PASSAGE GIVEN:
__________
Flash vs Hard

Posted by: DT  :  Category: Comparisons

What exactly makes a USB flash drive superior to a regular hard drive? Are there also downsides?

Swivel Flash Drive

Flash Drive


Hard Drive Disk

Hard Drive

To me, there’s several factors that make it different from and for the most part better than a traditional hard disk:

1.The writing of data is not by magnetic spinning disks but purely electronic (so flash drive is actually a misnomer because there’s nothing driving). This flash technology in memory sticks makes data storage safer and more durable as outside magnetism doesn’t really effect them.

2.Since there are no moving mechanical parts there’s also no noise.

3.By the same token, there’s no heat generated and hence less power drawn.

4.Flash memory is more shock resistant and withstands extremer pressures and temperatures.

5. Writing and reading of data is faster once utilized with USB 3.0 (480 MB/sec compared to 150 MB/sec of a hard drive).

Pretty compelling points, huh?
__________
Records from a data source:
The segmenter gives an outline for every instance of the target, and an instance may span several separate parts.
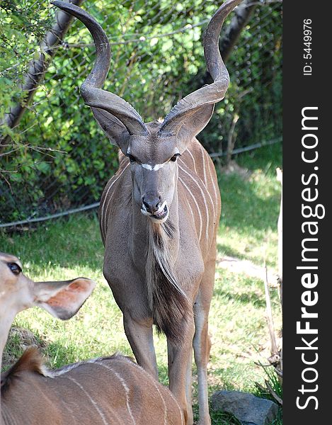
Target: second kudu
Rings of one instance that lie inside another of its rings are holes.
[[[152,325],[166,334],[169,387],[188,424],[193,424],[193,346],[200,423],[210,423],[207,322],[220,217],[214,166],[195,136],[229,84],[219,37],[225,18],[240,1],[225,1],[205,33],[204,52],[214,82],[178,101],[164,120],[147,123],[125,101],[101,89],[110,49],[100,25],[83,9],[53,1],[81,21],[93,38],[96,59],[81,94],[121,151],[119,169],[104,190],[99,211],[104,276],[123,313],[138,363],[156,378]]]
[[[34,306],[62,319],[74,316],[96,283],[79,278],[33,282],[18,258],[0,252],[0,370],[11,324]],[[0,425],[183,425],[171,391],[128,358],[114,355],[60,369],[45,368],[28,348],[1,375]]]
__________
Write out the flash-versus-hard-drive post above word for word from "1.The writing of" to "also no noise.".

1.The writing of data is not by magnetic spinning disks but purely electronic (so flash drive is actually a misnomer because there’s nothing driving). This flash technology in memory sticks makes data storage safer and more durable as outside magnetism doesn’t really effect them.

2.Since there are no moving mechanical parts there’s also no noise.